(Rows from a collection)
↓↓↓

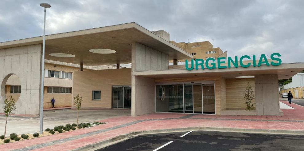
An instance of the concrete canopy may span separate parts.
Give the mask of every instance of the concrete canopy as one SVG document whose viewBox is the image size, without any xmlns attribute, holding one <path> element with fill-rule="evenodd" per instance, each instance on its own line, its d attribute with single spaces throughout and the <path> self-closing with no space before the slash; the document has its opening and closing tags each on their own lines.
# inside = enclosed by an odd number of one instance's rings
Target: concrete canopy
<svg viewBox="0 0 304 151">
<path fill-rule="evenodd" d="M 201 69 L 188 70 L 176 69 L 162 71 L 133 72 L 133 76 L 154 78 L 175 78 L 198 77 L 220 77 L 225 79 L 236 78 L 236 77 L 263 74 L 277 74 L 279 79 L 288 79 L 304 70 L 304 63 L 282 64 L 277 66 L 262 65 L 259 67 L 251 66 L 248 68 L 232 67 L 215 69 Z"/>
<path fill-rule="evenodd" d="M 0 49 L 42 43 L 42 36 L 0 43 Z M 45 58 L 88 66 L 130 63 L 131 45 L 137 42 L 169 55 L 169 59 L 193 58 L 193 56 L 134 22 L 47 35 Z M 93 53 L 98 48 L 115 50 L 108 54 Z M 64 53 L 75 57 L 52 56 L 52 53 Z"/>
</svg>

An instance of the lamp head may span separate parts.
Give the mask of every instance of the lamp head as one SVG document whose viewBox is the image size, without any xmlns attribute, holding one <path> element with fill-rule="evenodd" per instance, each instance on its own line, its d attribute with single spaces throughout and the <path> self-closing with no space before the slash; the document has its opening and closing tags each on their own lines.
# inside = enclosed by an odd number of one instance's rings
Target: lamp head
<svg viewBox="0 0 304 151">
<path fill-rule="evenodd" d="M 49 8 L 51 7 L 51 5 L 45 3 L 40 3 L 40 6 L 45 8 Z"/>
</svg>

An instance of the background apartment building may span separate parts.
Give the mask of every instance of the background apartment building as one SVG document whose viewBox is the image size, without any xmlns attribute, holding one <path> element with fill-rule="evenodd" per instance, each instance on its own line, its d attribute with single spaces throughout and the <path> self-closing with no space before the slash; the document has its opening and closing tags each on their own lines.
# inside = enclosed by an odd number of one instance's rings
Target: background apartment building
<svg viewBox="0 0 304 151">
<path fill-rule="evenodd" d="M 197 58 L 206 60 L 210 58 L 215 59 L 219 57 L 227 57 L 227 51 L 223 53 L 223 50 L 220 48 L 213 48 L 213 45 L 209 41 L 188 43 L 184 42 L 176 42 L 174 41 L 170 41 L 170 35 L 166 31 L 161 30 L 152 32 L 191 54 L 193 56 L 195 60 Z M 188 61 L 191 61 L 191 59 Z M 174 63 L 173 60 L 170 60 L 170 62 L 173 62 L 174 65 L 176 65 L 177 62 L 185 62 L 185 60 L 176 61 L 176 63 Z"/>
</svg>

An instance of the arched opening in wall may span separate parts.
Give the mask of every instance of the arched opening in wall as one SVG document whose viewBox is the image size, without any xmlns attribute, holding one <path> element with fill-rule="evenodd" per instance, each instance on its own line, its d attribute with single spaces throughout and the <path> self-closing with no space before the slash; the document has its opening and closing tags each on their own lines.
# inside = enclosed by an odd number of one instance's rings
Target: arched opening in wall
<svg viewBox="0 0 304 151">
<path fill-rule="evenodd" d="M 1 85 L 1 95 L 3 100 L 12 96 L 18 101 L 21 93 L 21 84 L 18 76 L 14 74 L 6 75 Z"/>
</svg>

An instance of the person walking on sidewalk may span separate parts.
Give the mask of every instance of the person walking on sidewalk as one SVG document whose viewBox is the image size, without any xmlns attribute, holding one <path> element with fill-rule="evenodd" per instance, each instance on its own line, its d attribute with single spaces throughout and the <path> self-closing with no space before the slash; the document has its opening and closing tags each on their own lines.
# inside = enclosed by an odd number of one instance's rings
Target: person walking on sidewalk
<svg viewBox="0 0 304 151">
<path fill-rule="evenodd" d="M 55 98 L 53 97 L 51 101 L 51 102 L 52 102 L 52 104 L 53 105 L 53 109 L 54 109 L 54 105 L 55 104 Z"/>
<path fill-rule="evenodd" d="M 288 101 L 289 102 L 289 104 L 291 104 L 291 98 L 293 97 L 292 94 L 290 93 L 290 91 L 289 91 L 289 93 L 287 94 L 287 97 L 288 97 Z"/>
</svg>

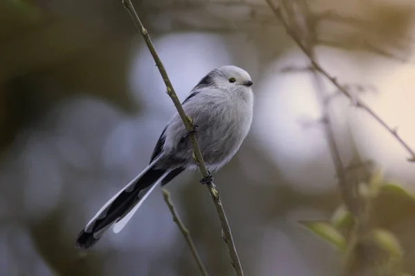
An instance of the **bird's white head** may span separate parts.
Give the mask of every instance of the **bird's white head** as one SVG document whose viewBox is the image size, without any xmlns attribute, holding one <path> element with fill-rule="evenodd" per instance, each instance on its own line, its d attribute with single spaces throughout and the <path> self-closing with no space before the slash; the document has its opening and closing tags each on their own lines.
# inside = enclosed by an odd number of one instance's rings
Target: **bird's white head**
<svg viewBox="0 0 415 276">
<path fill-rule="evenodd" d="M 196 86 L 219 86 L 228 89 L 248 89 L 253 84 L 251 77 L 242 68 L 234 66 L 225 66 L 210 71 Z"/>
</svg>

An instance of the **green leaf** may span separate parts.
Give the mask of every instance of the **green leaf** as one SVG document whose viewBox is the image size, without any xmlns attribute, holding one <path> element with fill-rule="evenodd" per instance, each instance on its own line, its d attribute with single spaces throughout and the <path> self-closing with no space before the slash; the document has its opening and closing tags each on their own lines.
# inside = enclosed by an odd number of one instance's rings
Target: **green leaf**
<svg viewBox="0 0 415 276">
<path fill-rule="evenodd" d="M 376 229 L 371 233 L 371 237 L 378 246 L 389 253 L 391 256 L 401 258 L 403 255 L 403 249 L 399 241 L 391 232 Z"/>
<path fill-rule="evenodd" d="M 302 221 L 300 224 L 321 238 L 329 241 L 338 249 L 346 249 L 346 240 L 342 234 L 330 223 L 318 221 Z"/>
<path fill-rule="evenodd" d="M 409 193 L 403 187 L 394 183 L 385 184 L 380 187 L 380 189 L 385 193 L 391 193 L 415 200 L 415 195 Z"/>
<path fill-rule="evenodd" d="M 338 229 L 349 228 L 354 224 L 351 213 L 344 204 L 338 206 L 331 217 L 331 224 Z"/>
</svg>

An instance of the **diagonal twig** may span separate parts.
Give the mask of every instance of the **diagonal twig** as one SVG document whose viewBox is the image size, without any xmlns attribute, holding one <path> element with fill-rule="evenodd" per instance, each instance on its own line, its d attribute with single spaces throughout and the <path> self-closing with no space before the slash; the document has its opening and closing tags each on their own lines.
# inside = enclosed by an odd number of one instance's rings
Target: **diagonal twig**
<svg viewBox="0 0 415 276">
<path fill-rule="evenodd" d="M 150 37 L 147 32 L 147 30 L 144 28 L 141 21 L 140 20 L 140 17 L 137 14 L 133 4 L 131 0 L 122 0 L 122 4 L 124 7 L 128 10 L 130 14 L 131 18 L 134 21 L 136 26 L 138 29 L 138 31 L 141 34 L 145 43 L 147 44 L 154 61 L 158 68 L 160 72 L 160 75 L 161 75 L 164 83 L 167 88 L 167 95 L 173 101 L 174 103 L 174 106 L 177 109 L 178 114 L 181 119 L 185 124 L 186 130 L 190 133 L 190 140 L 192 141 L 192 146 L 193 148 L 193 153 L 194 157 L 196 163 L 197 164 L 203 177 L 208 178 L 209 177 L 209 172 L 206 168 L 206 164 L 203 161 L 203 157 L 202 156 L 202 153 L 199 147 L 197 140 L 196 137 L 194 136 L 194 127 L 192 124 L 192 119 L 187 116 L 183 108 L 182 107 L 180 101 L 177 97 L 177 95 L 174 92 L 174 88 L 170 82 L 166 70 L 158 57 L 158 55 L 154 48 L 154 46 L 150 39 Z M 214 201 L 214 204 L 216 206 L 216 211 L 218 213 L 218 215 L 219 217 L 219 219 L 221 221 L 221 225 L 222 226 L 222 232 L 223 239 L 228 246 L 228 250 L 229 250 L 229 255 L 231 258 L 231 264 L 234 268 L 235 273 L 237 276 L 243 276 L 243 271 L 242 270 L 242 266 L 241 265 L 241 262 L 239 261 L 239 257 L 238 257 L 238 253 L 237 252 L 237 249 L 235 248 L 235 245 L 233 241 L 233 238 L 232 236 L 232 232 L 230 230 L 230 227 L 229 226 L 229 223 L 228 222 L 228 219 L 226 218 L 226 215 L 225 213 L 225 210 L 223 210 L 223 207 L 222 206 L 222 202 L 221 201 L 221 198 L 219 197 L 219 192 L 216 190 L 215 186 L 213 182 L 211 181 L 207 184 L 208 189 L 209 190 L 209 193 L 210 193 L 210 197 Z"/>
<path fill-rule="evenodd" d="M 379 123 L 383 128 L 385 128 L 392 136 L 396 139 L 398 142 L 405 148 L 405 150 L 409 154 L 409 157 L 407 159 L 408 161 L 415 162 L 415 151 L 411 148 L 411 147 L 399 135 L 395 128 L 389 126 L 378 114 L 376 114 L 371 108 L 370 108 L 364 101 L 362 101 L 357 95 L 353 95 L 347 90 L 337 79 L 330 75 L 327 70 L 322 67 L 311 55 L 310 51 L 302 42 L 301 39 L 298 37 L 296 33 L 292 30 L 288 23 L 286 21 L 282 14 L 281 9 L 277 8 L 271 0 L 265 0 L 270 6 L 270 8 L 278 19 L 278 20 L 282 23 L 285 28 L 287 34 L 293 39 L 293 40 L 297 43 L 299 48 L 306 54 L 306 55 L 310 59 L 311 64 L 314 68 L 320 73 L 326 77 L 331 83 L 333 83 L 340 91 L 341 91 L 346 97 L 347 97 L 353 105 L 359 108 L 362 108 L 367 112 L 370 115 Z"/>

↑↑↑

[The exercise]: List each line of the rows above that contains the string "white". Count a match only when the letter case is the same.

[Final result]:
An instance of the **bird's white head** may span separate parts.
Give the mask of every instance of the **bird's white head** as one SVG document whose viewBox is the image size, without any xmlns attribute, holding one <path> element with fill-rule="evenodd" per instance, each instance on its own line, its d attribute with single spaces throughout and the <path> self-closing with no space before the slash; the document has its opening and closing tags each on their own lines.
Target: **bird's white head**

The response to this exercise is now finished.